# What is asked:
Edit the records below by replacing every "helmet" with "cap", and give them again with nothing else changed.

# Records supplied:
________________________________________

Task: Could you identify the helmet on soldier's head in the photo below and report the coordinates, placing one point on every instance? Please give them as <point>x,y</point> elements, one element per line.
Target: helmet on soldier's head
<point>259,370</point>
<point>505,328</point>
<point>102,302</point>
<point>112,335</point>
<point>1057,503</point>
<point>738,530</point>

________________________________________

# Result of the exercise:
Task: Could you identify the cap on soldier's head in the photo below and report the coordinates, placing one point on every instance? Please give them as <point>x,y</point> elements, one element per line.
Target: cap on soldier's head
<point>259,370</point>
<point>505,328</point>
<point>102,302</point>
<point>112,335</point>
<point>1057,503</point>
<point>738,530</point>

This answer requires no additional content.